◆ THE EXERCISE
Can you render every line of the material below as a JSON list of strings, one string per line with blank lines dropped, leaving the pictures out?

◆ EXTRACTED MATERIAL
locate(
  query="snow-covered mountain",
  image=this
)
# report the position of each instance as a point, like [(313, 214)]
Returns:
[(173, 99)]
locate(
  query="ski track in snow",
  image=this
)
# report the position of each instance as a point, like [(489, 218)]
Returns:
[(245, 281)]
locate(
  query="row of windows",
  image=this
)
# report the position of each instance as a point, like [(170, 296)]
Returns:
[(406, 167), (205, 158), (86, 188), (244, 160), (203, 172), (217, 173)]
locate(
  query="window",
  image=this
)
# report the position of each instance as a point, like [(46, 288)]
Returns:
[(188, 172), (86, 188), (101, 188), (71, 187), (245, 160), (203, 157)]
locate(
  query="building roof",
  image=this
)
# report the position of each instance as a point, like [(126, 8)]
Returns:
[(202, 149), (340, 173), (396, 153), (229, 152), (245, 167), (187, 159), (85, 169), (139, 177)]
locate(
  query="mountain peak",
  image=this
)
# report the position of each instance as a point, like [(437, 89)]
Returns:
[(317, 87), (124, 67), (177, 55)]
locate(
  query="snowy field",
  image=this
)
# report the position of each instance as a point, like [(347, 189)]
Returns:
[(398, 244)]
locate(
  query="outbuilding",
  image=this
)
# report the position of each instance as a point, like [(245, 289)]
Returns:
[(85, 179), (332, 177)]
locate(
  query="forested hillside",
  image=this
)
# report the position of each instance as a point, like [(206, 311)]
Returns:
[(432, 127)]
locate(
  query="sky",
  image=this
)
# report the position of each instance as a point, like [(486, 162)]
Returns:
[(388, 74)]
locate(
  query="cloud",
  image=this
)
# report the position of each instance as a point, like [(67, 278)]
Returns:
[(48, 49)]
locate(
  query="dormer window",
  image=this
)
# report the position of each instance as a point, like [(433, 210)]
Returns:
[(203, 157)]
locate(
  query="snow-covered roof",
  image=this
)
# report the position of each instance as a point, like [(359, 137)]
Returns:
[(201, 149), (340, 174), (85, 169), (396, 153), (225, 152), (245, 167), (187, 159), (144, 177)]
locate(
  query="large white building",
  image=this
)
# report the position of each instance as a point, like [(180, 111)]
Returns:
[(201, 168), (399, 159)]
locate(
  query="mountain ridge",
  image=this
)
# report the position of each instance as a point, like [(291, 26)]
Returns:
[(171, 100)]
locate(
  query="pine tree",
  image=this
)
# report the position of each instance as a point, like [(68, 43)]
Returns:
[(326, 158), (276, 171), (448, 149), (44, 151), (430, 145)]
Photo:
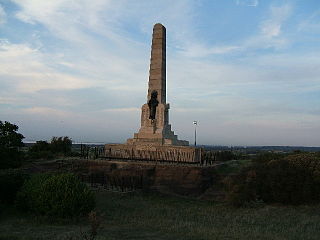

◆ WRITTEN REPLY
[
  "locate(",
  "  query=\"snow-covered mountain\",",
  "  image=this",
  ")",
  "# report the position of each instance as a point, like [(313, 214)]",
  "Returns:",
  "[(173, 99)]",
  "locate(",
  "  query=\"ski track in snow\",",
  "  image=this",
  ")",
  "# report the position of each instance as a point, like [(489, 218)]",
  "Returns:",
  "[(245, 281)]",
  "locate(",
  "  query=\"row of windows\",",
  "  image=this",
  ")",
  "# report the position of each instance as a point, like [(170, 296)]",
  "Returns:",
  "[(406, 167), (205, 158), (86, 188), (244, 160), (203, 172), (217, 173)]",
  "locate(",
  "  query=\"window\",",
  "  image=this",
  ")",
  "# report the position of each instance as a point, like [(46, 288)]",
  "Returns:",
  "[(188, 172), (86, 188), (101, 188), (71, 187), (245, 160), (203, 157)]",
  "locate(",
  "  query=\"building roof\",",
  "  image=this",
  ")",
  "# report the position of each instance as a point, like [(126, 8)]",
  "Returns:",
  "[(202, 149), (340, 173), (396, 153), (229, 152), (245, 167), (187, 159), (85, 169), (139, 177)]",
  "locate(",
  "  query=\"mountain peak\",",
  "  image=this",
  ")",
  "# report the position of each instance as a point, like [(437, 89)]",
  "Returns:",
  "[(317, 87), (124, 67), (177, 55)]",
  "locate(",
  "  query=\"snowy field\",",
  "  image=this",
  ")",
  "# report the position of each instance as a point, like [(347, 189)]",
  "Returns:",
  "[(398, 244)]",
  "locate(",
  "  query=\"outbuilding\",",
  "  image=this",
  ")",
  "# report the position of each instance as a point, like [(245, 289)]",
  "Returns:",
  "[(85, 179), (332, 177)]",
  "locate(",
  "  query=\"forested hillside\",",
  "  image=this",
  ")",
  "# report the position of each instance as a point, like [(206, 311)]",
  "Returns:",
  "[(432, 127)]",
  "locate(",
  "  query=\"sky\",",
  "  image=this",
  ")",
  "# report the position of each instance as a point, like [(486, 162)]",
  "Returns:",
  "[(388, 74)]",
  "locate(",
  "  query=\"cloud\",",
  "  image=this",
  ")",
  "# report the position of each instance as a point, like [(67, 278)]",
  "Returns:",
  "[(48, 49)]",
  "locate(",
  "  query=\"dormer window\",",
  "  image=this",
  ")",
  "# report the position of each instance as a point, like [(433, 210)]",
  "Returns:",
  "[(203, 157)]",
  "locate(",
  "  query=\"snow-covered roof\",",
  "  image=this",
  ")",
  "# report the position of each instance as a point, like [(359, 137)]",
  "Returns:",
  "[(201, 149), (340, 174), (85, 169), (396, 153), (225, 152), (245, 167), (187, 159), (144, 177)]",
  "locate(",
  "  query=\"large white building\",",
  "  image=this",
  ")",
  "# report the position of each instance as a point, like [(180, 111)]",
  "Returns:",
  "[(201, 168), (399, 159)]",
  "locate(",
  "  query=\"mountain ridge\",",
  "  image=this",
  ")",
  "# report the position of each instance as a point, like [(291, 26)]",
  "Returns:",
  "[(171, 100)]",
  "locate(",
  "  query=\"pine tree\",",
  "  image=this",
  ")",
  "# report the position of each instance as a point, like [(68, 43)]",
  "Returns:",
  "[(326, 158), (276, 171), (448, 149), (44, 151), (430, 145)]",
  "Photo:"
]